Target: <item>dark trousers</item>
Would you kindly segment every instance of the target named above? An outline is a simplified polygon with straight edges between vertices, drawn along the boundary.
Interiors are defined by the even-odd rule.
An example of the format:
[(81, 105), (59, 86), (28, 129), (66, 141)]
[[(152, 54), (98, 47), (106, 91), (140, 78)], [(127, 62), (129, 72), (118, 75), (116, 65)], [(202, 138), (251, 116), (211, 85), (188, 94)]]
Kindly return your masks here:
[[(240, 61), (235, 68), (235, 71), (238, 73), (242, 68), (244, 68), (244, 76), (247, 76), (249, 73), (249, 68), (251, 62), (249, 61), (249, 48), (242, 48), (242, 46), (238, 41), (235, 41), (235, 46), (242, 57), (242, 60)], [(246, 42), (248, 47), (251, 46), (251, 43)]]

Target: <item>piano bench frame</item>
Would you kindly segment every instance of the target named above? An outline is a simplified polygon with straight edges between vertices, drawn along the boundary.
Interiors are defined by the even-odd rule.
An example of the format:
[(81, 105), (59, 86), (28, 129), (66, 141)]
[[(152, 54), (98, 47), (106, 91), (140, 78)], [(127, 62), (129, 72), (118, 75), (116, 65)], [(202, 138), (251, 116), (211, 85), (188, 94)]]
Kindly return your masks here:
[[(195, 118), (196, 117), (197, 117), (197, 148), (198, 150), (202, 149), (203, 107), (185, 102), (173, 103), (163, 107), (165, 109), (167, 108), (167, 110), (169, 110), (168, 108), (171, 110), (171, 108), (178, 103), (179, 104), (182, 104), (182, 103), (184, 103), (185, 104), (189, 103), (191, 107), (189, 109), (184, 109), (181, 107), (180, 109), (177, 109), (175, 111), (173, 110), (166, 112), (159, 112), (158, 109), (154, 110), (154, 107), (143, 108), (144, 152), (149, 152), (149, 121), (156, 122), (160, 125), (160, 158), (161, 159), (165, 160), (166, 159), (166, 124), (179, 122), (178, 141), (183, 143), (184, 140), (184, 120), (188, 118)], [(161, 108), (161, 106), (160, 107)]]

Prompt: Copy everything from the start of the records down to the line containing "46), (251, 43)]]", requests included. Shift every polygon vertex coordinate in the answers by adding 144 to it.

Answer in full:
Target: <item>dark trousers</item>
Would you kindly segment every instance of the target named above? An outline is a simplified polygon with straight edges between vertices, drawn along the boundary.
Interiors are defined by the even-odd rule.
An example of the format:
[(81, 105), (59, 86), (28, 129), (66, 141)]
[[(152, 54), (98, 47), (106, 91), (140, 78)], [(127, 62), (129, 72), (118, 75), (116, 65)], [(202, 138), (251, 116), (211, 85), (188, 94)]]
Kindly return your masks here:
[[(384, 205), (379, 212), (379, 215), (382, 217), (386, 212), (388, 212), (388, 220), (391, 220), (393, 217), (393, 212), (395, 206), (393, 205), (393, 192), (386, 192), (386, 190), (382, 185), (379, 185), (379, 190), (386, 201), (386, 204)], [(390, 186), (392, 191), (395, 190), (395, 187)]]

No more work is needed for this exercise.